Records from a data source:
========

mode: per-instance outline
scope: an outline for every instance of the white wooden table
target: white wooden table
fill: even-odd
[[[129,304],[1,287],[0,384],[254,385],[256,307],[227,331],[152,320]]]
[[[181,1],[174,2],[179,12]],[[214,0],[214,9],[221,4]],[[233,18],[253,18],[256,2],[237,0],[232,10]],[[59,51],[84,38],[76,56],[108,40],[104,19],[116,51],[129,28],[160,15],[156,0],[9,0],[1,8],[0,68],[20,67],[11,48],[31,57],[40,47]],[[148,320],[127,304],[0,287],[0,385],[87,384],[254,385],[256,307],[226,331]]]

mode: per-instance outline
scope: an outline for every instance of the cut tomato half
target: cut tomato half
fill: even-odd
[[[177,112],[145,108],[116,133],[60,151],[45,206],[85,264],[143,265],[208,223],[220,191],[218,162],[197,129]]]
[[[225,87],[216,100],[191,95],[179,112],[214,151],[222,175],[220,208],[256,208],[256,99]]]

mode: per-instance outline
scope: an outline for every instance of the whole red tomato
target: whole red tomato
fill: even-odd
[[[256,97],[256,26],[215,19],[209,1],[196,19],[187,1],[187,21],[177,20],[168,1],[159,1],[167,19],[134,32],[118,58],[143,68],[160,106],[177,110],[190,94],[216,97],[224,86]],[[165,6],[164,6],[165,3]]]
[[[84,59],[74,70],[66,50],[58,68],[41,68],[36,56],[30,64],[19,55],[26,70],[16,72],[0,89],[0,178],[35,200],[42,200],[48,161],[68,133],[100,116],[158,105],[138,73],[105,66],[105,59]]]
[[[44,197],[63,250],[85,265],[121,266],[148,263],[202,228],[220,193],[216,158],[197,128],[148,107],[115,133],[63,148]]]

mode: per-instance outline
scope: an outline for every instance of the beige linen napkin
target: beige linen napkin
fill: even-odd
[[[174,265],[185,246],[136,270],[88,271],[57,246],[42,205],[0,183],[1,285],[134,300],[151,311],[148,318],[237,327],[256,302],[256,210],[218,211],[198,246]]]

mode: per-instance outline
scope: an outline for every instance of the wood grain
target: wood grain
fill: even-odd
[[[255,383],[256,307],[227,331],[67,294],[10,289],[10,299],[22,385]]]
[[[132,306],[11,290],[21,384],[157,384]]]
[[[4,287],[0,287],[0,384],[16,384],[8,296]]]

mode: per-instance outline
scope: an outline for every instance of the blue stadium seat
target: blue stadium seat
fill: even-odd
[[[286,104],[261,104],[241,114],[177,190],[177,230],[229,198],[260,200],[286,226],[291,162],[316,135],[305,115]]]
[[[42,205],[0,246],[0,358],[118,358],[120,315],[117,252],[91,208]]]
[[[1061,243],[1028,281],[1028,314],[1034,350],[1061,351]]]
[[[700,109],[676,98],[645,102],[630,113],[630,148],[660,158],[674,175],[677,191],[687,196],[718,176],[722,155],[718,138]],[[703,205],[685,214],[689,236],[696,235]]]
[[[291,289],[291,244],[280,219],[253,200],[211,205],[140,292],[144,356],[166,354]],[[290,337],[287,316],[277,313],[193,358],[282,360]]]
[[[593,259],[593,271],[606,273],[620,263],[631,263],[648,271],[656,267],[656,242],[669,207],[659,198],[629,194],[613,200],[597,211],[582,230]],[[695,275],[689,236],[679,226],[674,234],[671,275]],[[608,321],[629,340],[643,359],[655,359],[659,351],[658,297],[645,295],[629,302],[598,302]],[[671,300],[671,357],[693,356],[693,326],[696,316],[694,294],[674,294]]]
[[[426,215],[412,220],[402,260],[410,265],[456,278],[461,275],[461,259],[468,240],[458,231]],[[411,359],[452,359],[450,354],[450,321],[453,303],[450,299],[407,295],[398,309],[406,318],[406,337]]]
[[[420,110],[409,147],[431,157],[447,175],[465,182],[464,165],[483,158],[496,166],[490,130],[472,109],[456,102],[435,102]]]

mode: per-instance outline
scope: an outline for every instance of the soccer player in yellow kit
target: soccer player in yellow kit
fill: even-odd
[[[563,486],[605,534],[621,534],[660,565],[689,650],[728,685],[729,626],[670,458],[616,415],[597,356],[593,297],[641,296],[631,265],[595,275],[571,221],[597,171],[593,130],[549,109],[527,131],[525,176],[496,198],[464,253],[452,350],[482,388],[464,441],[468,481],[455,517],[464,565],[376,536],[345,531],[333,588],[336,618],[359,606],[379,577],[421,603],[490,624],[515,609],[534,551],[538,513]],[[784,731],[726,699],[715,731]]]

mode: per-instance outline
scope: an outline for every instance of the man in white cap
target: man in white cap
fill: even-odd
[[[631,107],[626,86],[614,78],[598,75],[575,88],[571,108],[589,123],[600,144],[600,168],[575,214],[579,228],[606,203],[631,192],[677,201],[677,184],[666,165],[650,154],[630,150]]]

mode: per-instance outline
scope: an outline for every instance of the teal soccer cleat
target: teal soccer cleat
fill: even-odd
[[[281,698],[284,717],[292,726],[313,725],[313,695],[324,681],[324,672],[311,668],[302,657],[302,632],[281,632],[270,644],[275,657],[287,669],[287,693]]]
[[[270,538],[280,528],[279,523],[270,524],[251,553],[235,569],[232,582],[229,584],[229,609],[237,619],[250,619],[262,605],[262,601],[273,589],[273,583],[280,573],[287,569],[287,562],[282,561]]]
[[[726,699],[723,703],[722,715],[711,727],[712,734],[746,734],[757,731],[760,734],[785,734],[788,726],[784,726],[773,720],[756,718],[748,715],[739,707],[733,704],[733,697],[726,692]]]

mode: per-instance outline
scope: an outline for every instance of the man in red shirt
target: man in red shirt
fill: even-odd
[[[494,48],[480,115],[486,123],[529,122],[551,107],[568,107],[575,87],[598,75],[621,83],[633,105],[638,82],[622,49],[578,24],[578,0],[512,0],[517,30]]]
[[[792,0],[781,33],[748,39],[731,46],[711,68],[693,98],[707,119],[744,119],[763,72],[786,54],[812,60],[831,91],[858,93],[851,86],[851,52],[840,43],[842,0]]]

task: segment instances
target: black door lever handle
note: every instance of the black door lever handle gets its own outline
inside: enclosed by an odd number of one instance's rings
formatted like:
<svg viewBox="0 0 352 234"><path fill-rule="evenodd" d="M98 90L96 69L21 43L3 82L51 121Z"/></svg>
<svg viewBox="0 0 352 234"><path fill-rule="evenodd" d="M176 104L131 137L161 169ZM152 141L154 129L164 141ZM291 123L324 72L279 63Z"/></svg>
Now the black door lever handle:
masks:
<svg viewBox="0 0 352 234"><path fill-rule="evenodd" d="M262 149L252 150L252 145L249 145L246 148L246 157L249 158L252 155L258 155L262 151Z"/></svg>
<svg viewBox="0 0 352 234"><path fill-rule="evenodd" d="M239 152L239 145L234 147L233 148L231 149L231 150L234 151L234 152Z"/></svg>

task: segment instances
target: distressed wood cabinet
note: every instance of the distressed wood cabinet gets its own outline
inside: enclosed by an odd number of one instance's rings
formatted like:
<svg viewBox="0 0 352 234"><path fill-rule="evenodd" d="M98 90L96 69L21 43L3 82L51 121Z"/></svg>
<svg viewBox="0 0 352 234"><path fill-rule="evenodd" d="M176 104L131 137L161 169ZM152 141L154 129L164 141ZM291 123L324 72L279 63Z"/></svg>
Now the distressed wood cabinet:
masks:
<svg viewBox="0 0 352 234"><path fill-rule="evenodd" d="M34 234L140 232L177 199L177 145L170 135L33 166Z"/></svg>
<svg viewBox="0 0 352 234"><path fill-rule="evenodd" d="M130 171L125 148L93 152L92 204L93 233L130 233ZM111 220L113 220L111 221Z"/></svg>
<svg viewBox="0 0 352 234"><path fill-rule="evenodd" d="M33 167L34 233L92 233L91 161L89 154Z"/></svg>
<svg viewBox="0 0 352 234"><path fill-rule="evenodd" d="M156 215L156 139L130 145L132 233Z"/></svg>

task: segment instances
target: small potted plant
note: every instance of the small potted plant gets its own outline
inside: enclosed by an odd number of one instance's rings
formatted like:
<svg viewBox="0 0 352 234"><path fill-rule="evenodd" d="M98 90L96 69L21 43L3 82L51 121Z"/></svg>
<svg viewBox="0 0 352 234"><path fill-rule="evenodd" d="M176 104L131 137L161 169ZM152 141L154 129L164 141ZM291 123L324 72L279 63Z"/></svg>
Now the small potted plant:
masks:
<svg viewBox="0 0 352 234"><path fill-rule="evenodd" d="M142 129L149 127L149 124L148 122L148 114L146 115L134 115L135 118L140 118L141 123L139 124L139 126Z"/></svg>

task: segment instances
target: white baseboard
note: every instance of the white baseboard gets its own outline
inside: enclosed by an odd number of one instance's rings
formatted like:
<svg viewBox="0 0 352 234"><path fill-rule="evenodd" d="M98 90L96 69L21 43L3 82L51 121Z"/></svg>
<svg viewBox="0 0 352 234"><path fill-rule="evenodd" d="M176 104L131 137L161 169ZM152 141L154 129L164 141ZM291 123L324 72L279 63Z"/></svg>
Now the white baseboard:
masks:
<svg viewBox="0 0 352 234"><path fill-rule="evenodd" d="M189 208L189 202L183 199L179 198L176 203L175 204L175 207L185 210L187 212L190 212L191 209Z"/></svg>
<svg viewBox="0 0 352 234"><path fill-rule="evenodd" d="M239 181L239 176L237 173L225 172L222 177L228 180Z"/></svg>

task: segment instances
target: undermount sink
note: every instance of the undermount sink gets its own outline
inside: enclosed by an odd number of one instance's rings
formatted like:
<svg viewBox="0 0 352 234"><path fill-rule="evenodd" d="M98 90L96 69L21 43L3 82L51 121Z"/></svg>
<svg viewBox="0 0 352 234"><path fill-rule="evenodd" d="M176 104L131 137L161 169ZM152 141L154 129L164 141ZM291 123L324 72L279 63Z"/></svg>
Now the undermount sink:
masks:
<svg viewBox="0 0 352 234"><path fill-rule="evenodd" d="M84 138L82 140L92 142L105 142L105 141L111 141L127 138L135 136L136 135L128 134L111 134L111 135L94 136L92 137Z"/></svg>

========

* [What to do]
Pull out every line of the material above that contains the string "lever", treating uppercase and lowercase as different.

* [Correct answer]
target: black door lever handle
note: every instance of the black door lever handle gets its own outline
Now the black door lever handle:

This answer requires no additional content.